Prague metro station

I. P. Pavlova (/cs/) is a Prague Metro station on Line C. It is in the Vinohrady district of Prague. Above the station is I. P. Pavlov Square (náměstí I. P. Pavlova), which is named after Russian physiologist Ivan Petrovich Pavlov. Both the station and the square are shortened by locals to diminutive names such as Ípák, Pavlák or Ípáč.

I. P. Pavlova is the busiest station on the Prague Metro, serving daily more than 118,000 people as of 2008.

==History==
I. P. Pavlova station was opened on 9 May 1974, with the first section of Prague Metro, between Sokolovská and Kačerov.
 During construction of the station, the remains of a decorative sculpture of a Baroque bastion were found. This sculpture can now be seen next to the ticket office inside the station.

The station has an exit at one end of the platform, which had three escalators until reconstruction in the 1990s, when a fourth was introduced. In 2015, a lift was installed, enabling disabled access to the station from Legerova street. Construction of the new exit cost 64.7 million Czech koruna.

==Tram services==
I. P. Pavlova is also a major tram stop on the Prague tram system. Trams connect I. P. Pavlova with Náměstí Míru on Line A and Karlovo náměstí on Line B. Tram services 4, 6, 10, 11, 16 and 22 (daytime services) stop at this station. At night I. P. Pavlova is also served by trams, with services 51, 56, 57 and 59.

==In popular culture==
Part of the Czech sci-fi movie, Tomorrow I'll Wake Up and Scald Myself with Tea, was filmed in the vestibule of the metro station. The station is also the subject of a song by David Koller, entitled "Lajka z I.P. Pavlova".

Above the escalators there is a large-format illustration created in 2011, depicting passengers in the subway as anthropomorphic dogs. A figure in the foreground is holding a hamburger and a copy of Pavlov's book, The Experimental Psychology and Psychopathology of Animals.

**Source information:**
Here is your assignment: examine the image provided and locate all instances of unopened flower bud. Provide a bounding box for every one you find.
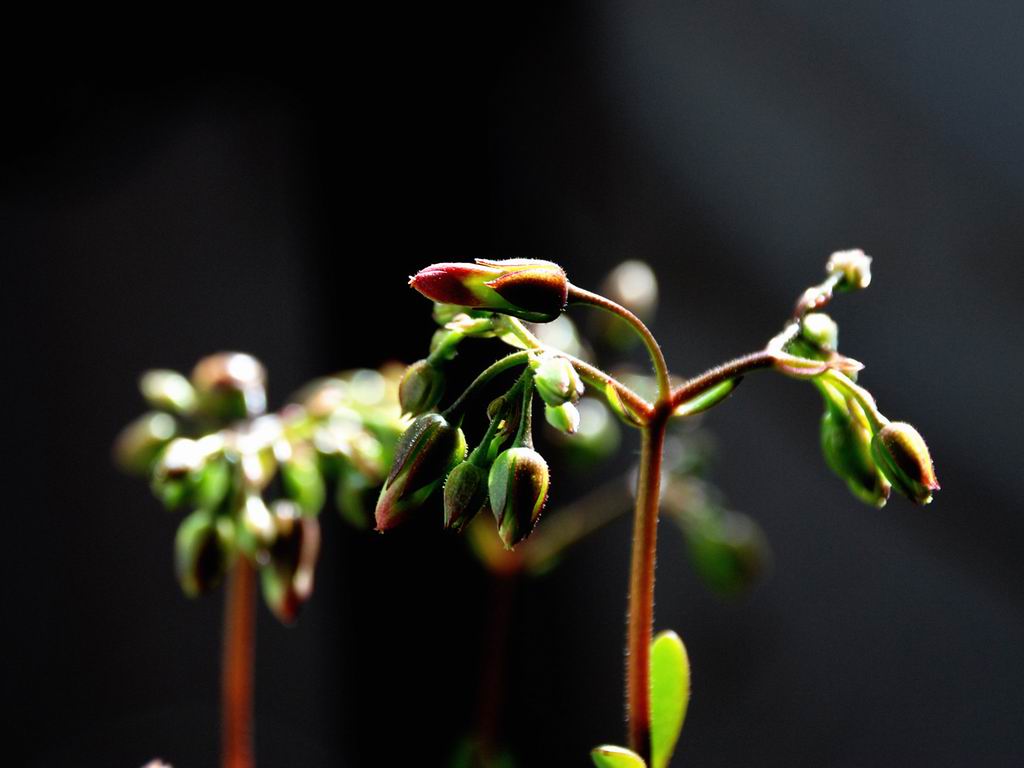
[825,248,871,291]
[871,422,939,504]
[238,494,278,558]
[487,445,549,549]
[821,401,890,508]
[409,259,568,323]
[260,502,321,624]
[191,352,266,422]
[376,414,466,531]
[152,437,207,509]
[800,312,839,351]
[544,402,580,434]
[529,355,584,406]
[444,460,487,530]
[174,510,234,597]
[398,359,444,416]
[281,446,327,515]
[138,370,196,416]
[114,413,178,475]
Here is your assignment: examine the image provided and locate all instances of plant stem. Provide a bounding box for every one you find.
[221,556,256,768]
[626,402,672,761]
[568,285,672,400]
[671,350,775,408]
[505,316,651,418]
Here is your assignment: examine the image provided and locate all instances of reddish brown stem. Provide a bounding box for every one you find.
[220,557,256,768]
[626,403,671,762]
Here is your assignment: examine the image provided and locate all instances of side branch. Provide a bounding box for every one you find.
[670,349,775,409]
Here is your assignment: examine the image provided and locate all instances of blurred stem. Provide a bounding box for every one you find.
[671,349,775,408]
[476,571,519,766]
[221,555,256,768]
[626,409,672,762]
[568,285,672,400]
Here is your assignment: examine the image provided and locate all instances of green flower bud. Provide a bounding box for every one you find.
[487,445,549,549]
[544,402,580,434]
[114,413,178,475]
[795,312,839,354]
[871,422,939,505]
[138,371,196,416]
[174,510,234,597]
[152,437,207,509]
[825,248,871,291]
[529,355,584,406]
[444,460,487,530]
[281,445,327,515]
[260,502,321,624]
[191,352,266,423]
[375,414,466,531]
[398,359,444,416]
[409,259,568,323]
[821,402,890,508]
[237,494,278,559]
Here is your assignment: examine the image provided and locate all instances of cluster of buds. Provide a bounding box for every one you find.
[769,250,939,507]
[115,352,401,623]
[376,259,584,549]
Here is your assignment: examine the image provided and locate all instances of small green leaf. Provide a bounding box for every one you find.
[672,378,742,416]
[650,630,690,768]
[590,744,647,768]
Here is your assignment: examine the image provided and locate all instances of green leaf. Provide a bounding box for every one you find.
[672,378,740,416]
[590,744,647,768]
[650,630,690,768]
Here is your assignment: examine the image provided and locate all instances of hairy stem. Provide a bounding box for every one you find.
[670,350,775,408]
[221,557,256,768]
[626,403,671,761]
[568,285,672,400]
[441,352,529,419]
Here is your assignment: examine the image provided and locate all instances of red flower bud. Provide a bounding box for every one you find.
[376,414,466,531]
[409,259,568,323]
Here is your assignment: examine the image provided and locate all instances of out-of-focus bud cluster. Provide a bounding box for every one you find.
[114,352,403,623]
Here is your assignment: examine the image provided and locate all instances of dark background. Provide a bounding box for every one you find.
[8,0,1024,768]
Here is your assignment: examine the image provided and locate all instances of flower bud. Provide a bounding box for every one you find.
[800,312,839,351]
[281,445,327,515]
[529,355,584,406]
[191,352,266,422]
[871,422,939,505]
[152,437,206,509]
[376,414,466,531]
[544,402,580,434]
[398,360,444,416]
[174,510,234,597]
[487,445,548,549]
[821,400,890,508]
[260,502,321,624]
[825,248,871,291]
[138,371,196,416]
[444,461,487,531]
[114,413,178,475]
[409,259,568,323]
[237,494,278,558]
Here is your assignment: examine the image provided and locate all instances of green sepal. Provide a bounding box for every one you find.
[650,630,690,768]
[590,744,647,768]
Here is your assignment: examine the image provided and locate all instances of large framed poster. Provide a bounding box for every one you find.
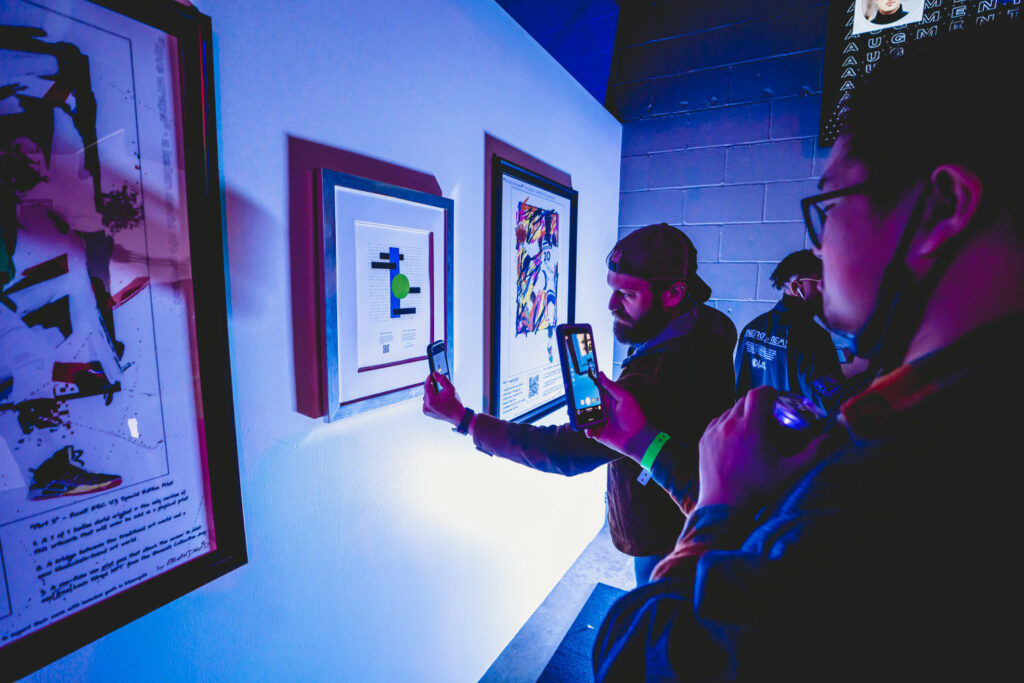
[0,0,246,679]
[486,157,578,422]
[319,169,455,421]
[818,0,1021,147]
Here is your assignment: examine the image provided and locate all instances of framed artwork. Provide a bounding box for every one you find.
[486,157,577,422]
[0,0,246,679]
[319,169,455,421]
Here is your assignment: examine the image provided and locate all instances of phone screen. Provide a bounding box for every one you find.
[563,328,604,427]
[430,342,452,379]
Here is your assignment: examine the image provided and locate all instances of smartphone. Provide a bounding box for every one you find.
[555,325,606,430]
[427,339,452,391]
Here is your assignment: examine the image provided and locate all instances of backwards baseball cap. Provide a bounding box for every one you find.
[607,223,711,303]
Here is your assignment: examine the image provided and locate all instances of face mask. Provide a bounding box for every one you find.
[836,182,966,373]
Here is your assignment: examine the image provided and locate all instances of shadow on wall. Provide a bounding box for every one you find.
[224,187,276,317]
[288,135,441,418]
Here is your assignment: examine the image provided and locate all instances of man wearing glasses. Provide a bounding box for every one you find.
[735,249,843,412]
[589,20,1024,683]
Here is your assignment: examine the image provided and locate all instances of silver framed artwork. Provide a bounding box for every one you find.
[319,169,455,422]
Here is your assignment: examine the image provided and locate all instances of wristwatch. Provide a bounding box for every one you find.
[452,408,476,434]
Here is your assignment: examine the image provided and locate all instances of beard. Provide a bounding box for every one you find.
[611,301,672,344]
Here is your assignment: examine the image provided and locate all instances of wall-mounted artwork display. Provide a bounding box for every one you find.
[0,0,246,679]
[319,169,455,421]
[486,158,577,422]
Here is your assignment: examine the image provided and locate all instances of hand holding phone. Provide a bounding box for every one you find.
[427,339,452,392]
[555,325,606,430]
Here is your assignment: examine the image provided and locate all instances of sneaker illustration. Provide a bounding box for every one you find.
[29,445,121,501]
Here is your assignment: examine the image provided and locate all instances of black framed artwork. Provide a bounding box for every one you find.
[0,0,246,678]
[318,169,455,422]
[484,156,578,422]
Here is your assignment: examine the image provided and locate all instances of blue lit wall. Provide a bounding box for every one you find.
[608,0,827,370]
[19,0,622,683]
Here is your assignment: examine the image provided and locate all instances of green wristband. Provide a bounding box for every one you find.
[640,432,671,470]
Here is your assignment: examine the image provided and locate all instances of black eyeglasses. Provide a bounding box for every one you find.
[800,180,872,249]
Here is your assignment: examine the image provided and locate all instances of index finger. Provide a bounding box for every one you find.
[740,386,778,422]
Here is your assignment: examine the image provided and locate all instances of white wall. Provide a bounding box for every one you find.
[24,0,622,682]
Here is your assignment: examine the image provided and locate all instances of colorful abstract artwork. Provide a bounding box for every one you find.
[515,200,558,336]
[486,157,577,422]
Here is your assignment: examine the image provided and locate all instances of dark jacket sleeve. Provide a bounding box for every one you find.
[473,414,623,476]
[791,321,845,412]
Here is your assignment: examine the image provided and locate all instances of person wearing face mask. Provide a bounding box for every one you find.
[589,20,1024,683]
[735,249,843,412]
[423,223,736,585]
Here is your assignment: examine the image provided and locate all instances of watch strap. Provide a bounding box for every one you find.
[452,408,476,434]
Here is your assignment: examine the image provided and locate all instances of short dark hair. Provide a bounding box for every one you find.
[843,17,1024,223]
[771,249,821,290]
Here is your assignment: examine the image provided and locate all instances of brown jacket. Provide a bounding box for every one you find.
[473,305,736,557]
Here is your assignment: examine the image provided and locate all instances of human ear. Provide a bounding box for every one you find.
[662,283,686,308]
[918,164,983,256]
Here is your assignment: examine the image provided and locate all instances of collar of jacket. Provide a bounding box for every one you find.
[775,294,814,318]
[840,312,1024,439]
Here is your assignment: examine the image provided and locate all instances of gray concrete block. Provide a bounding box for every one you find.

**Tasks:**
(1) Using the passage about I. P. Pavlova station, decide whether each statement agrees with it. Give yes or no for each, with the deciding words of the passage quoted exactly.
(a) The station opened in 1974.
(b) The exit at the end of the platform had four escalators before the 1990s.
(c) The lift installed in 2015 gives disabled access from Legerova street.
(2) Summarize the passage about I. P. Pavlova station in two sentences.
(3) Answer each question from the passage about I. P. Pavlova station.
(a) How many people did the station serve daily as of 2008?
(b) Which tram services stop there at night?
(c) What is the figure in the foreground of the illustration above the escalators holding?

**Exercise solutions:**
(1)
(a) Yes: "I. P. Pavlova station was opened on 9 May 1974"
(b) No: "which had three escalators until reconstruction in the 1990s, when a fourth was introduced"
(c) Yes: "a lift was installed, enabling disabled access to the station from Legerova street"

(2) I. P. Pavlova is a station on Line C of the Prague Metro in the Vinohrady district, below a square named after Ivan Petrovich Pavlov. It opened in 1974, is the busiest station on the network, and is also a major tram stop.

(3)
(a) More than 118,000.
(b) Services 51, 56, 57 and 59.
(c) A hamburger and a copy of Pavlov's book, The Experimental Psychology and Psychopathology of Animals.